**Source extract**
####
George Leong: The chase for high-beta stocks appears to be fading at this juncture, as we are seeing a shift in the risk profile to lower-beta and more conservative large-cap stocks in the stock market.
After the staggering gains made by technology and small-cap stocks in 2013, it’s time to take a prudent approach to the stock market and refrain from chasing risk at this time.
We are seeing a move to consumer staples stocks that tend to fare reasonably well in both up and down stock markets.
While I favor small-cap stocks in an up stock market, the current tension in the stock market makes it dangerous to pursue risk. This is a time you need to be in defensive stocks.
The big banks, consumer staples, and industrial sectors look decent for those wanting to continue to invest at this time. Momentum and growth should be avoided for now.
If you are looking for a singular stock market play that offers diversity and a defensive approach, take a look at time-tested General Electric Company (NYSE/GE), which has offered investors steady returns in the majority of periods since its beginnings in 1892.
####
**Dataset excerpts**
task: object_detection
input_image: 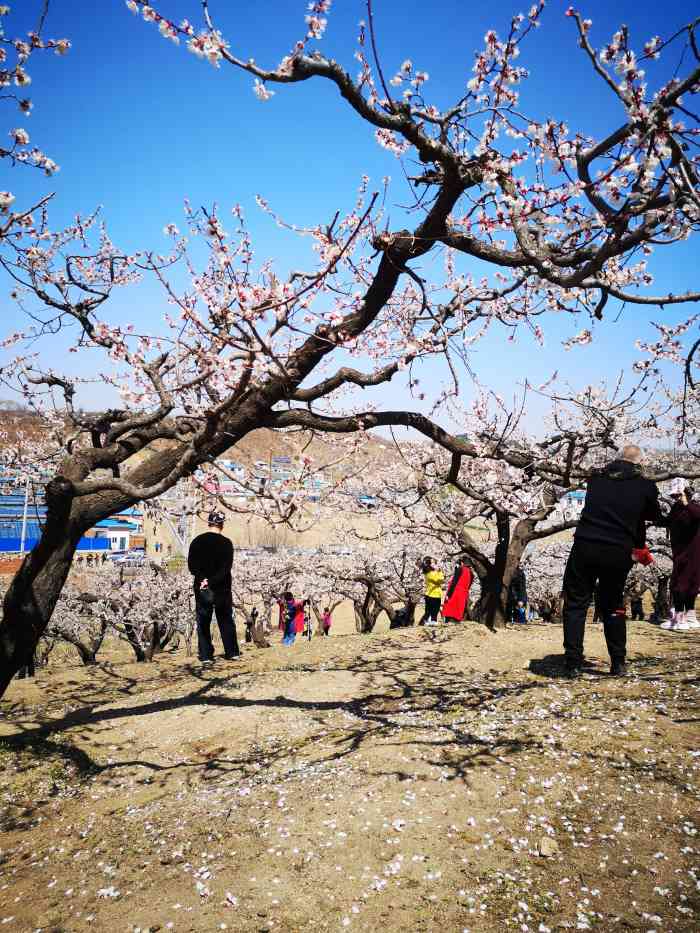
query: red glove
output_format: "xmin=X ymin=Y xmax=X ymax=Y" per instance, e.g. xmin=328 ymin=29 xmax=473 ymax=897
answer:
xmin=632 ymin=546 xmax=654 ymax=567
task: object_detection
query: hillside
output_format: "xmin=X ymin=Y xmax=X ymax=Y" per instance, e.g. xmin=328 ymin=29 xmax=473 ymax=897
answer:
xmin=0 ymin=623 xmax=700 ymax=933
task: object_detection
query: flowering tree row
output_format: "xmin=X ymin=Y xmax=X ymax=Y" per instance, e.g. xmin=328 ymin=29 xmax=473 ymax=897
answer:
xmin=0 ymin=0 xmax=700 ymax=691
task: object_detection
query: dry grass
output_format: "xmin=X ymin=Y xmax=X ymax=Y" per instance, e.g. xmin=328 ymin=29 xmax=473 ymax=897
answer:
xmin=0 ymin=623 xmax=700 ymax=933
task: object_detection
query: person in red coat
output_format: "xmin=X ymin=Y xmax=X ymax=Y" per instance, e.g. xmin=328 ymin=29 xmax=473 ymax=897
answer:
xmin=442 ymin=557 xmax=474 ymax=622
xmin=294 ymin=599 xmax=308 ymax=635
xmin=664 ymin=482 xmax=700 ymax=631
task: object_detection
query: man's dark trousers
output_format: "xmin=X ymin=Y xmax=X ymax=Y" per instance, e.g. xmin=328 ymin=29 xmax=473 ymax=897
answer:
xmin=195 ymin=587 xmax=240 ymax=661
xmin=564 ymin=538 xmax=632 ymax=667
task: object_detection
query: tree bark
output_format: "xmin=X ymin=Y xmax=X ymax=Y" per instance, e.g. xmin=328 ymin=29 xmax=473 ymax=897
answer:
xmin=0 ymin=477 xmax=84 ymax=696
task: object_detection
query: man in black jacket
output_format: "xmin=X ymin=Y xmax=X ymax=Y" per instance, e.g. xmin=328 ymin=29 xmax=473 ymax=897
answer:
xmin=564 ymin=444 xmax=663 ymax=677
xmin=187 ymin=512 xmax=241 ymax=664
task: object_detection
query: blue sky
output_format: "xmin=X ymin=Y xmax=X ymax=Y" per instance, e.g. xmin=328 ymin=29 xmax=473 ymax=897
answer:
xmin=0 ymin=0 xmax=698 ymax=422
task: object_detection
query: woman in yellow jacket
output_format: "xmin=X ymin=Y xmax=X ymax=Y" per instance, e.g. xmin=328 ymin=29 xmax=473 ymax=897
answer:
xmin=419 ymin=557 xmax=445 ymax=625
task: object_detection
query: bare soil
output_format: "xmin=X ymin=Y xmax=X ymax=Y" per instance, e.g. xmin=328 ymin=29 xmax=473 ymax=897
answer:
xmin=0 ymin=623 xmax=700 ymax=933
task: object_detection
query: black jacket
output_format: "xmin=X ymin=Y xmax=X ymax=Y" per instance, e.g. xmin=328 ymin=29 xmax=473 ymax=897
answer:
xmin=574 ymin=460 xmax=664 ymax=551
xmin=187 ymin=531 xmax=233 ymax=591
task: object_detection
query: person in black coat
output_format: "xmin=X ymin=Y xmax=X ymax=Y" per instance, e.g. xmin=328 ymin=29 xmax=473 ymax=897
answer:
xmin=563 ymin=444 xmax=664 ymax=676
xmin=187 ymin=512 xmax=241 ymax=664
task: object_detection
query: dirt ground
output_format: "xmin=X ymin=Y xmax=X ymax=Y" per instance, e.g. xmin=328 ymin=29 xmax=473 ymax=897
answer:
xmin=0 ymin=623 xmax=700 ymax=933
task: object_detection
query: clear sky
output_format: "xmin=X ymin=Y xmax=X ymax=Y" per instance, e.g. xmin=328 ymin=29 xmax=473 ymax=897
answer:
xmin=0 ymin=0 xmax=699 ymax=426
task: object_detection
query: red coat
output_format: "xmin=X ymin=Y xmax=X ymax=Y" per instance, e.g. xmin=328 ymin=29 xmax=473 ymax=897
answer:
xmin=668 ymin=502 xmax=700 ymax=596
xmin=442 ymin=567 xmax=473 ymax=622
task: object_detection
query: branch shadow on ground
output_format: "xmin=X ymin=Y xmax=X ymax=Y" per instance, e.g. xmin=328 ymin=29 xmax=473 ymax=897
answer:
xmin=4 ymin=644 xmax=697 ymax=800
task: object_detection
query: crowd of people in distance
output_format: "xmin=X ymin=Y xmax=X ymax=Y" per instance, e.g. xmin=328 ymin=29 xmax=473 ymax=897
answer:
xmin=188 ymin=445 xmax=700 ymax=677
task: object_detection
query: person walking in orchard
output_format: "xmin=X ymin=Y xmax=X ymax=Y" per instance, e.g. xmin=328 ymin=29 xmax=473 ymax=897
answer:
xmin=419 ymin=557 xmax=445 ymax=625
xmin=187 ymin=512 xmax=241 ymax=664
xmin=563 ymin=444 xmax=665 ymax=677
xmin=661 ymin=480 xmax=700 ymax=632
xmin=442 ymin=557 xmax=473 ymax=622
xmin=321 ymin=606 xmax=333 ymax=637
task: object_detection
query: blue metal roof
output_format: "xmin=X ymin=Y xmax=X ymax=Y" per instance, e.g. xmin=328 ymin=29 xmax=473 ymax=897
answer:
xmin=94 ymin=518 xmax=138 ymax=531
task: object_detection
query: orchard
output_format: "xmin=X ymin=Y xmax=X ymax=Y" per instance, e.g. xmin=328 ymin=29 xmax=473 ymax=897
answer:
xmin=0 ymin=0 xmax=700 ymax=933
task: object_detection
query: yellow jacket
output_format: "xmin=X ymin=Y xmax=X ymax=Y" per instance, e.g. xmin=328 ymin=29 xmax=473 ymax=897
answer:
xmin=424 ymin=570 xmax=445 ymax=599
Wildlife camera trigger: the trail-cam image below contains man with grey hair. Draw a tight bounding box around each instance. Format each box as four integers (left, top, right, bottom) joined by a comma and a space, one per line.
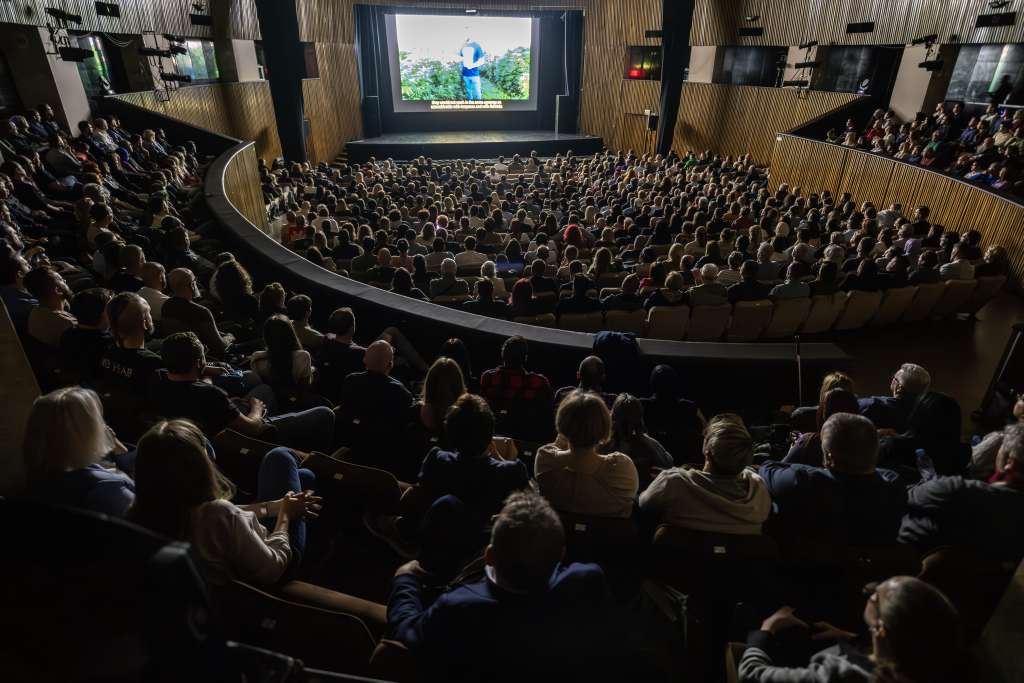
387, 492, 622, 681
689, 263, 729, 306
858, 362, 932, 432
899, 424, 1024, 563
640, 415, 771, 533
430, 258, 469, 299
759, 413, 906, 545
####
**Task list**
a – List the sectors that the stock market commentary says look decent for people who want to keep investing now.
b – Return the passage of the stock market commentary from "We are seeing a move" to "in defensive stocks.".

**Responses**
a –
- Big banks
- Consumer staples
- Industrial

b –
We are seeing a move to consumer staples stocks that tend to fare reasonably well in both up and down stock markets.
While I favor small-cap stocks in an up stock market, the current tension in the stock market makes it dangerous to pursue risk. This is a time you need to be in defensive stocks.